— Start of Items —

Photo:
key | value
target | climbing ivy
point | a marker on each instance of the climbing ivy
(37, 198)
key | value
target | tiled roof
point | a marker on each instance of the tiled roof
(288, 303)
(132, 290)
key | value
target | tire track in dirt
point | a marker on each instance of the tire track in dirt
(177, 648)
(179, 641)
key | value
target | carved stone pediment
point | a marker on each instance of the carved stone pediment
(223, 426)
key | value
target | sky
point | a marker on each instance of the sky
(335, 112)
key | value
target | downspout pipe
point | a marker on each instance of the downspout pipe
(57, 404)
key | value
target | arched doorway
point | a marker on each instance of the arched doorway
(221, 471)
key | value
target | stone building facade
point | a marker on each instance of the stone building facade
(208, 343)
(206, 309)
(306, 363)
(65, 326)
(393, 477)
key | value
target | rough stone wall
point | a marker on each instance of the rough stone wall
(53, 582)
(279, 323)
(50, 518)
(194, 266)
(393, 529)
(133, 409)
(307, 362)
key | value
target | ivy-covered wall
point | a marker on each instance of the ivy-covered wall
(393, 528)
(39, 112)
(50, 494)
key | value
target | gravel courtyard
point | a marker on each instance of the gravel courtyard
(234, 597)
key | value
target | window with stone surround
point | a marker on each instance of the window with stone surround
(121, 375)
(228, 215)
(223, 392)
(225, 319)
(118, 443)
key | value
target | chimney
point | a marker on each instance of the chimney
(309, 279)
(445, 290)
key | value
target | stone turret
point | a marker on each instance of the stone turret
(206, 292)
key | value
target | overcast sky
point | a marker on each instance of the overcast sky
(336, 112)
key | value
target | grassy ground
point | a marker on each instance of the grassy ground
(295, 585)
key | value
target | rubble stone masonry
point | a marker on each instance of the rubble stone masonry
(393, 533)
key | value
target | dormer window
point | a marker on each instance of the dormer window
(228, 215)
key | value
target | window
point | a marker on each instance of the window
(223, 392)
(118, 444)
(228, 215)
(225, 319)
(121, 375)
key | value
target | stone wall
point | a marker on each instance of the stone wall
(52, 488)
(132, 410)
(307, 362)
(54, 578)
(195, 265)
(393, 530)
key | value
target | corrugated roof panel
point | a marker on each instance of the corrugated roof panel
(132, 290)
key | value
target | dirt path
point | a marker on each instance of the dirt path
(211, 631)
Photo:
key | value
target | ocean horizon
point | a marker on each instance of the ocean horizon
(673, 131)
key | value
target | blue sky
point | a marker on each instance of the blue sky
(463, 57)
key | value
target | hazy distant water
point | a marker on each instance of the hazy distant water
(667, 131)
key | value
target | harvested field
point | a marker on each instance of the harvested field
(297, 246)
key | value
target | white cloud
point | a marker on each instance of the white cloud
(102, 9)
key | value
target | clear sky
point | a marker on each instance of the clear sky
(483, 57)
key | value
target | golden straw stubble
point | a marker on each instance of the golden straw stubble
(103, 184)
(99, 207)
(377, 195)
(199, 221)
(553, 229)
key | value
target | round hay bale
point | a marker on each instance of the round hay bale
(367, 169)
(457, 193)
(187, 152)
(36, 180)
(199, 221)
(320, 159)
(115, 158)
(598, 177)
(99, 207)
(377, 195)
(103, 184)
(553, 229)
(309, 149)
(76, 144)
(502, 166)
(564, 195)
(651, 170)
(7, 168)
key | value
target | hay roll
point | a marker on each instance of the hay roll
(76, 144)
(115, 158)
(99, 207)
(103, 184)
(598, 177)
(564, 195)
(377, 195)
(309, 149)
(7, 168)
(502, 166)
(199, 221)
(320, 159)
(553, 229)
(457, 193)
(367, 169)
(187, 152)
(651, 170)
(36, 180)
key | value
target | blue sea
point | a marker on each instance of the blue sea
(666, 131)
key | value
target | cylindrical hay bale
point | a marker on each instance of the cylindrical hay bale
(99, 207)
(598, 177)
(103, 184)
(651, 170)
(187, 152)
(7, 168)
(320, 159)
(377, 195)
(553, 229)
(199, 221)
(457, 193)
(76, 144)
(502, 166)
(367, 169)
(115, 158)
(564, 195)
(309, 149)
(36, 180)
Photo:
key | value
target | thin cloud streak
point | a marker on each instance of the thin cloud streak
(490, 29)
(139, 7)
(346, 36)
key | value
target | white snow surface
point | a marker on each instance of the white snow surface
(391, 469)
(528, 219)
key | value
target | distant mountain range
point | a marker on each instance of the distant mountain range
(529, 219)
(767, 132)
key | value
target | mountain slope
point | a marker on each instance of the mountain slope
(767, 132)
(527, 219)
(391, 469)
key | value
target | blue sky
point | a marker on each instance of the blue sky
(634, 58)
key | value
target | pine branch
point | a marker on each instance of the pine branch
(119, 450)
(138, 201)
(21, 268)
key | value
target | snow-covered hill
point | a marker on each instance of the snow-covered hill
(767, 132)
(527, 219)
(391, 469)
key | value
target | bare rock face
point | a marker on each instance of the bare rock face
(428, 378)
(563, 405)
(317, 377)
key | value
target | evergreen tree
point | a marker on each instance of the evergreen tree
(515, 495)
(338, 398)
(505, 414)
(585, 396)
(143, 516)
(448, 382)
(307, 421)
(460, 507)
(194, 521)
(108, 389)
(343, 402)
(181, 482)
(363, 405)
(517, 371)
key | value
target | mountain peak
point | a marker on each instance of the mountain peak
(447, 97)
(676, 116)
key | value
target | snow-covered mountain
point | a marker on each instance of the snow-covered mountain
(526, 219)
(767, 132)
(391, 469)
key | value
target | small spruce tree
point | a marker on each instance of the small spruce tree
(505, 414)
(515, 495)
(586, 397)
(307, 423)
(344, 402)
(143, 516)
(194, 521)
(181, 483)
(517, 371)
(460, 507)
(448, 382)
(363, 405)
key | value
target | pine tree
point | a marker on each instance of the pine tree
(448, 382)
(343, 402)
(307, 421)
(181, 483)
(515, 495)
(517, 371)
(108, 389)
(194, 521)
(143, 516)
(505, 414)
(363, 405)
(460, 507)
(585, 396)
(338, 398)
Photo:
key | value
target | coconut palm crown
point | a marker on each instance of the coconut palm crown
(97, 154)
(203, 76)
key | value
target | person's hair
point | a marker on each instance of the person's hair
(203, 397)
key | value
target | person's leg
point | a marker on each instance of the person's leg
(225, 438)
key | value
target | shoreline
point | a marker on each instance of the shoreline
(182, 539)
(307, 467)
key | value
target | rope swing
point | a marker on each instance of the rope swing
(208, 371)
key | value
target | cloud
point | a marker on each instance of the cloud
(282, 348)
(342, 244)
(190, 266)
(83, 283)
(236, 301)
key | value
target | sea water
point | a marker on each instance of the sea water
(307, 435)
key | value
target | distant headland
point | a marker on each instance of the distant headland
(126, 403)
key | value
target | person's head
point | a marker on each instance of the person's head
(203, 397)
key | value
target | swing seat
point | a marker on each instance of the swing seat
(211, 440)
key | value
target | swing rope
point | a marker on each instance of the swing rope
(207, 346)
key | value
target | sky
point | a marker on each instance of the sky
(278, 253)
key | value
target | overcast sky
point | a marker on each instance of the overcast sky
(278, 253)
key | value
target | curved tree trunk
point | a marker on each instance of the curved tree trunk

— End of Items —

Task directions.
Repeat the material above in full, keeping every word.

Answer to this task.
Photo:
key | value
target | climbing ivy
point | a marker on each instance of the climbing ivy
(37, 198)
key | value
target | tiled roof
point | a marker on each instance of the tiled roof
(288, 303)
(132, 290)
key | value
target | tire track in dirt
point | a marker on each instance of the tire track in dirt
(177, 648)
(179, 641)
key | value
target | carved stone pediment
point | a marker on each instance of the carved stone pediment
(223, 426)
key | value
target | sky
point | a marker on each instance of the sky
(335, 112)
key | value
target | downspout pipe
point | a marker on each instance of the downspout pipe
(57, 404)
key | value
target | arched doorway
point | a marker on each instance of the arched doorway
(221, 471)
key | value
target | stone building facade
point | a marker on each instance of the stone building facade
(208, 343)
(206, 309)
(306, 363)
(65, 326)
(393, 477)
key | value
target | rough stone wall
point | a marker on each instance of the rough stone wall
(53, 582)
(279, 323)
(50, 518)
(194, 266)
(393, 529)
(133, 409)
(307, 362)
key | value
target | ivy-covered wall
point | a marker on each instance of the ivy-covered wall
(393, 528)
(39, 112)
(50, 494)
key | value
target | gravel courtyard
point | a marker on each instance of the gravel courtyard
(234, 597)
key | value
target | window with stone surround
point | a marker on each instance of the window with stone surround
(121, 375)
(228, 215)
(223, 392)
(225, 319)
(118, 443)
key | value
target | chimney
point | a marker on each instance of the chimney
(309, 279)
(445, 290)
key | value
target | stone turret
point | a marker on each instance of the stone turret
(206, 292)
key | value
target | overcast sky
point | a marker on each instance of the overcast sky
(336, 112)
key | value
target | grassy ground
point | a marker on each instance of the grassy ground
(295, 585)
key | value
target | rubble stone masonry
point | a marker on each instance of the rubble stone masonry
(393, 533)
key | value
target | dormer window
point | a marker on each instance of the dormer window
(228, 215)
key | value
target | window
point | a marker on each instance of the window
(223, 392)
(118, 444)
(228, 215)
(225, 319)
(121, 375)
key | value
target | stone wall
point | a marker on each instance of the stone wall
(52, 488)
(132, 410)
(307, 362)
(54, 578)
(195, 265)
(393, 530)
key | value
target | corrugated roof panel
point | a marker on each instance of the corrugated roof panel
(132, 290)
key | value
target | dirt path
point | a marker on each instance of the dirt path
(211, 631)
Photo:
key | value
target | ocean horizon
point | a marker on each instance of the ocean horizon
(673, 131)
key | value
target | blue sky
point | a marker on each instance of the blue sky
(463, 57)
key | value
target | hazy distant water
point | a marker on each instance of the hazy distant water
(667, 131)
key | value
target | harvested field
point | a marker on each instance of the harvested field
(297, 246)
key | value
target | white cloud
point | a marker on each instance of the white cloud
(102, 9)
key | value
target | clear sky
point | a marker on each instance of the clear sky
(483, 57)
key | value
target | golden straw stubble
point | a marker on each instance of the golden straw stubble
(103, 184)
(99, 207)
(377, 195)
(199, 221)
(553, 229)
key | value
target | round hay bale
point | a marker on each instance of the round hay bale
(367, 169)
(457, 193)
(187, 152)
(36, 180)
(199, 221)
(320, 159)
(115, 158)
(598, 177)
(99, 207)
(377, 195)
(103, 184)
(553, 229)
(309, 149)
(76, 144)
(502, 166)
(564, 195)
(651, 170)
(7, 168)
key | value
target | hay roll
point | a marker on each instance of the hay roll
(76, 144)
(115, 158)
(99, 207)
(103, 184)
(598, 177)
(564, 195)
(377, 195)
(309, 149)
(7, 168)
(502, 166)
(199, 221)
(320, 159)
(553, 229)
(457, 193)
(367, 169)
(187, 152)
(651, 170)
(36, 180)
key | value
target | blue sea
point | a marker on each instance of the blue sea
(666, 131)
key | value
target | cylindrical hay bale
point | a marker on each instance of the cylindrical hay bale
(99, 207)
(598, 177)
(103, 184)
(651, 170)
(187, 152)
(7, 168)
(320, 159)
(377, 195)
(553, 229)
(199, 221)
(457, 193)
(76, 144)
(502, 166)
(367, 169)
(115, 158)
(564, 195)
(309, 149)
(36, 180)
Photo:
key | value
target | thin cloud streak
point | a marker on each instance of the thin cloud streak
(490, 29)
(139, 7)
(346, 36)
key | value
target | white snow surface
point | a marker on each instance of the white snow surface
(391, 469)
(528, 219)
key | value
target | distant mountain range
point | a marker on each instance of the distant mountain range
(529, 219)
(767, 132)
key | value
target | mountain slope
point | a marker on each instance of the mountain slope
(767, 132)
(527, 219)
(391, 469)
key | value
target | blue sky
point | a marker on each instance of the blue sky
(634, 58)
key | value
target | pine branch
point | a marker on each instance of the pine branch
(119, 450)
(138, 201)
(21, 268)
key | value
target | snow-covered hill
point | a marker on each instance of the snow-covered hill
(767, 132)
(527, 219)
(391, 469)
key | value
target | bare rock face
point | a marker on each instance of the bare rock face
(428, 378)
(563, 405)
(317, 377)
key | value
target | evergreen tree
point | a marker on each instance of the evergreen tree
(515, 495)
(338, 398)
(505, 414)
(585, 396)
(143, 516)
(448, 382)
(307, 421)
(460, 507)
(194, 521)
(108, 389)
(343, 402)
(181, 482)
(363, 405)
(517, 371)
key | value
target | mountain peak
point | a marker on each instance of the mountain peak
(447, 97)
(676, 116)
key | value
target | snow-covered mountain
point | a marker on each instance of the snow-covered mountain
(526, 219)
(767, 132)
(391, 469)
key | value
target | small spruce tree
point | a marker on each instance of the small spruce tree
(505, 414)
(515, 495)
(586, 397)
(307, 423)
(344, 402)
(143, 516)
(194, 521)
(181, 483)
(517, 371)
(460, 507)
(448, 382)
(363, 405)
key | value
target | pine tree
point | a marker on each instance of the pine tree
(448, 382)
(343, 402)
(307, 421)
(181, 483)
(515, 495)
(517, 371)
(108, 389)
(194, 521)
(143, 516)
(505, 414)
(363, 405)
(460, 507)
(585, 396)
(338, 398)
Photo:
key | value
target | coconut palm crown
point | a marker on each instance of the coconut palm crown
(97, 154)
(203, 76)
key | value
target | person's hair
point | a marker on each instance of the person's hair
(203, 397)
key | value
target | person's leg
point | a marker on each instance of the person's leg
(225, 438)
key | value
target | shoreline
point | a marker on each instance of the shoreline
(182, 539)
(307, 467)
key | value
target | rope swing
point | a marker on each instance of the rope swing
(208, 371)
key | value
target | cloud
point | a marker on each instance of the cloud
(282, 348)
(342, 244)
(190, 266)
(83, 283)
(236, 301)
key | value
target | sea water
point | a marker on each instance of the sea water
(307, 435)
key | value
target | distant headland
point | a marker on each instance of the distant headland
(126, 403)
key | value
target | person's head
point | a marker on each instance of the person's head
(203, 397)
key | value
target | swing seat
point | a marker on each instance of the swing seat
(211, 440)
key | value
target | swing rope
point | a marker on each instance of the swing rope
(207, 346)
key | value
target | sky
point | a marker on each instance of the sky
(278, 253)
key | value
target | overcast sky
point | a marker on each instance of the overcast sky
(278, 253)
key | value
target | curved tree trunk
point | a marker on each instance of the curved tree trunk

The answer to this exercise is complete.